_Bereitgestellter Text_.
Swamps starten ihr Set mit einem kurzen Know Your Enemy der allmächtigen Rage Against The Machine und haben bei mir damit schon gewonnen. Das Set auf der Marquee Stage ist ähnlich gut wie das von Bent Life am vorherigen Morgen. Auch stilitisch ähneln sich die Bands, wobei Swamps noch etwas melodischer daherkommen und zwischendurch mit kleinen Rapparts für Abwechslung sorgen. Mosh und Singalongs sind da natürlich auch nicht weit. Dem Sänger ist der Spaß richtig anzumerken, nicht zuletzt, da er sich auch einmal zu einem Stage Dive hinreißen lässt. Mit Hollow Threats findet das Set schließlich auch ein würdiges Ende.

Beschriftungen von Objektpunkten
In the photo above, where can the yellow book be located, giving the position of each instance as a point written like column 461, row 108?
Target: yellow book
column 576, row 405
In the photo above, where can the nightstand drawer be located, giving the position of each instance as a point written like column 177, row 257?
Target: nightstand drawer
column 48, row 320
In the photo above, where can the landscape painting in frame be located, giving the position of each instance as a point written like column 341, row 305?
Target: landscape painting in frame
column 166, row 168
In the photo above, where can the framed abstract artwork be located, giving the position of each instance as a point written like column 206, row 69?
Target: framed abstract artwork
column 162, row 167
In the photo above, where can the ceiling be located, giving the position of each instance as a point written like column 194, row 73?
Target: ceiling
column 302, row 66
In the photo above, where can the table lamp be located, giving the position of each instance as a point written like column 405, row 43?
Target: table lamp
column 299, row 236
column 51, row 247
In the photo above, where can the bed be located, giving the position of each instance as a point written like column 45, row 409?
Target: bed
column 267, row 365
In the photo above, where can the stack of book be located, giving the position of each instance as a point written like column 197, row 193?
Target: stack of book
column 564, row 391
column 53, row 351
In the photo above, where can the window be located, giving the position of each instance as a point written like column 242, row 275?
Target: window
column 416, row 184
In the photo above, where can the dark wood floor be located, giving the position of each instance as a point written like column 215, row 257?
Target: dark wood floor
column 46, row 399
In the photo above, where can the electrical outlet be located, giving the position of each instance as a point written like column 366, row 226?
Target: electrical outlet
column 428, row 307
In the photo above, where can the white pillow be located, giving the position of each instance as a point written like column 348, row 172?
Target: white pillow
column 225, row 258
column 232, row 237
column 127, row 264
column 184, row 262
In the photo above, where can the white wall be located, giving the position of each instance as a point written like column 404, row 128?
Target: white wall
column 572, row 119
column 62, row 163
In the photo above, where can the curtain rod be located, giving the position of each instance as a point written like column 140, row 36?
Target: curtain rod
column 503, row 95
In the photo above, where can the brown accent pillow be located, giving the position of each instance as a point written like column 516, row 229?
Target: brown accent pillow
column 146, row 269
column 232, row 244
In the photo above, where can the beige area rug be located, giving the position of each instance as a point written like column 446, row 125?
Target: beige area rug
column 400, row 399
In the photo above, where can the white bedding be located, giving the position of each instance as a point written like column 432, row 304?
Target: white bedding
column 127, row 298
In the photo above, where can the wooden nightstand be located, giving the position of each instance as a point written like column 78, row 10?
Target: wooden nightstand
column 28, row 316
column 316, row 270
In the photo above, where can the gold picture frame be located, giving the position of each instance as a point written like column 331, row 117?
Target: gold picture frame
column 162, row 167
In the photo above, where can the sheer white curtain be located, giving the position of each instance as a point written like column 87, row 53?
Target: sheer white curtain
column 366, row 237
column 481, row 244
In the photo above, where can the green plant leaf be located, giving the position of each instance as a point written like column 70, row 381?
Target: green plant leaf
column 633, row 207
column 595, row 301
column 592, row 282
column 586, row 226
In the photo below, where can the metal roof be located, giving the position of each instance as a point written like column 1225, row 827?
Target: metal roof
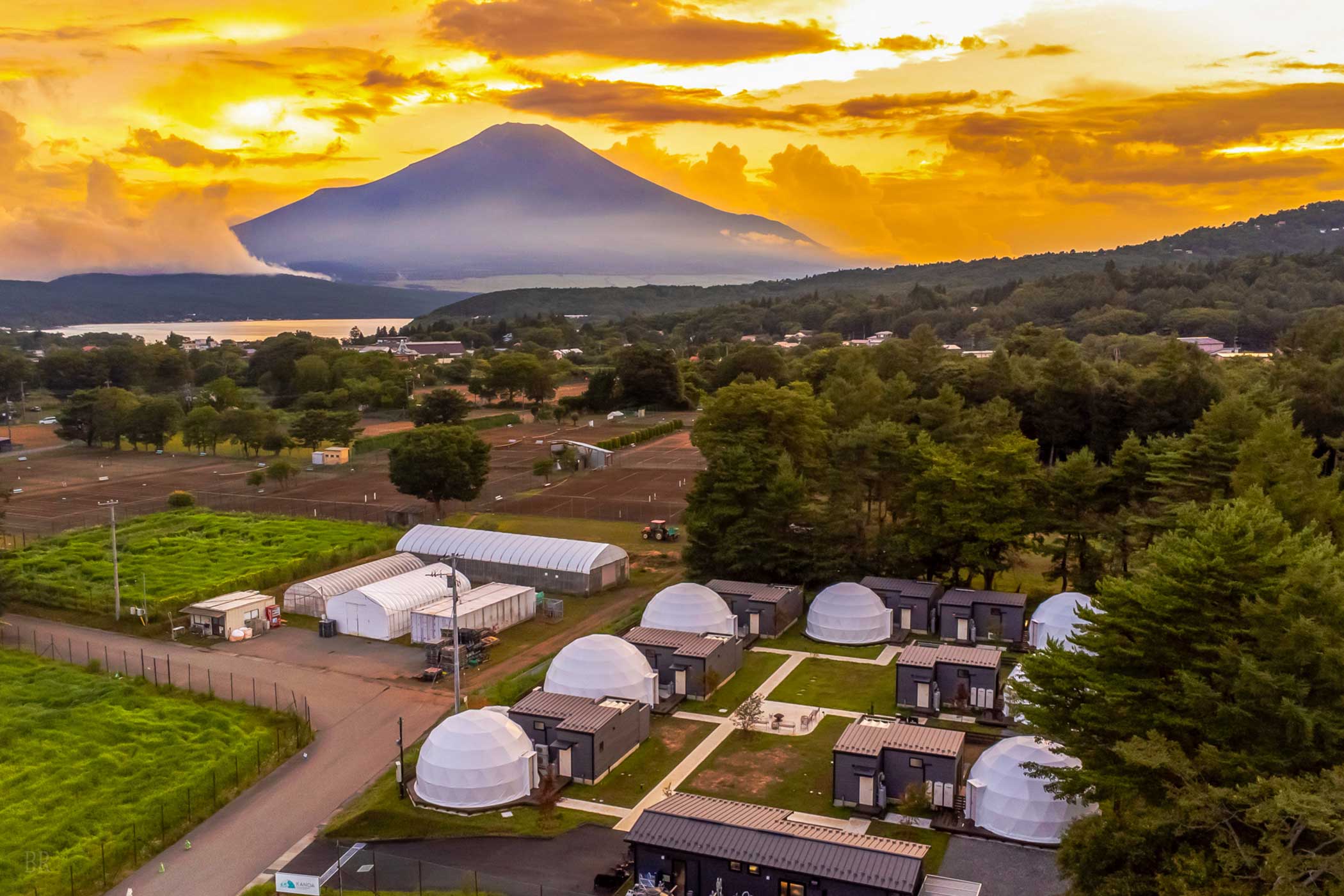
column 563, row 555
column 232, row 601
column 767, row 836
column 908, row 588
column 753, row 590
column 343, row 580
column 926, row 656
column 870, row 737
column 966, row 596
column 575, row 714
column 683, row 643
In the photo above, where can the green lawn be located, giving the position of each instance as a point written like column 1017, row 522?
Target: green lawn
column 840, row 685
column 795, row 640
column 84, row 756
column 669, row 740
column 934, row 840
column 756, row 668
column 380, row 815
column 184, row 557
column 773, row 770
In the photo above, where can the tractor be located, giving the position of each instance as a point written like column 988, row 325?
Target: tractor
column 660, row 531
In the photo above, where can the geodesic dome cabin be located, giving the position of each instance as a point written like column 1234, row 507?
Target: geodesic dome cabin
column 849, row 613
column 690, row 607
column 1057, row 620
column 311, row 596
column 1005, row 801
column 547, row 564
column 602, row 666
column 476, row 759
column 382, row 610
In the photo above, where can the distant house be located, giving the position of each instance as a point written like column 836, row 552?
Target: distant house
column 1206, row 344
column 582, row 738
column 765, row 610
column 877, row 759
column 913, row 602
column 932, row 677
column 692, row 666
column 971, row 616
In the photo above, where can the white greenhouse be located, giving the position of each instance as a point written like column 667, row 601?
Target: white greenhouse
column 1057, row 620
column 1005, row 801
column 476, row 759
column 311, row 596
column 849, row 613
column 490, row 606
column 690, row 607
column 602, row 666
column 382, row 610
column 547, row 564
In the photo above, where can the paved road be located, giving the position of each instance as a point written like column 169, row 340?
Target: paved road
column 356, row 730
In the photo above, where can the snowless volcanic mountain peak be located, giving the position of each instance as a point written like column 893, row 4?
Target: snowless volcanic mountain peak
column 522, row 199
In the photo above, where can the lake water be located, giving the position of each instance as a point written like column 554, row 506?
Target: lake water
column 237, row 331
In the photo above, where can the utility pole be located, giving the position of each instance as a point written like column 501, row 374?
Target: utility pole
column 116, row 572
column 458, row 664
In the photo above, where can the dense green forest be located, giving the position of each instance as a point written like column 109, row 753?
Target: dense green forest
column 1311, row 228
column 115, row 299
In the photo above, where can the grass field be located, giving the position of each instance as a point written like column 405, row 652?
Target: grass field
column 380, row 815
column 795, row 640
column 84, row 756
column 756, row 668
column 934, row 840
column 774, row 770
column 184, row 557
column 840, row 685
column 669, row 740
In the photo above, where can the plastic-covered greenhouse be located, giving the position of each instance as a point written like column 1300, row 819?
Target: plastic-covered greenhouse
column 382, row 610
column 565, row 566
column 311, row 596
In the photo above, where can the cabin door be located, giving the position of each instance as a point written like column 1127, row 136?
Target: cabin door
column 866, row 792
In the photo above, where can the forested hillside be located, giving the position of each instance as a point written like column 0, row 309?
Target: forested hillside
column 1309, row 228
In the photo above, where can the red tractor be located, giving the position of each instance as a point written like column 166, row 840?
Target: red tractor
column 660, row 531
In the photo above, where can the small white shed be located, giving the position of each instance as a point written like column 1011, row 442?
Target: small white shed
column 382, row 610
column 490, row 606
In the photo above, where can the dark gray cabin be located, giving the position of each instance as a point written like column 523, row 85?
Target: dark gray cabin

_Ziel_. Gib aus dem Bericht über den Auftritt von Swamps den Abschnitt wörtlich wieder, der mit "Swamps starten ihr" beginnt und mit "ein würdiges Ende." endet.

_Ergebnis_.
Swamps starten ihr Set mit einem kurzen Know Your Enemy der allmächtigen Rage Against The Machine und haben bei mir damit schon gewonnen. Das Set auf der Marquee Stage ist ähnlich gut wie das von Bent Life am vorherigen Morgen. Auch stilitisch ähneln sich die Bands, wobei Swamps noch etwas melodischer daherkommen und zwischendurch mit kleinen Rapparts für Abwechslung sorgen. Mosh und Singalongs sind da natürlich auch nicht weit. Dem Sänger ist der Spaß richtig anzumerken, nicht zuletzt, da er sich auch einmal zu einem Stage Dive hinreißen lässt. Mit Hollow Threats findet das Set schließlich auch ein würdiges Ende.